* **About this exercise**
Give back the data in full. Leave nothing out.
[Data listing Boundary: Start]
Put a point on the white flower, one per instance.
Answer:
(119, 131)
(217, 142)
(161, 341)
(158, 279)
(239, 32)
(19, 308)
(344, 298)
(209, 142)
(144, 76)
[Data listing Boundary: End]
* **Output below**
Put a point on the white flower, one per instance.
Answer:
(119, 131)
(217, 142)
(161, 341)
(158, 279)
(239, 32)
(19, 308)
(344, 298)
(209, 142)
(144, 76)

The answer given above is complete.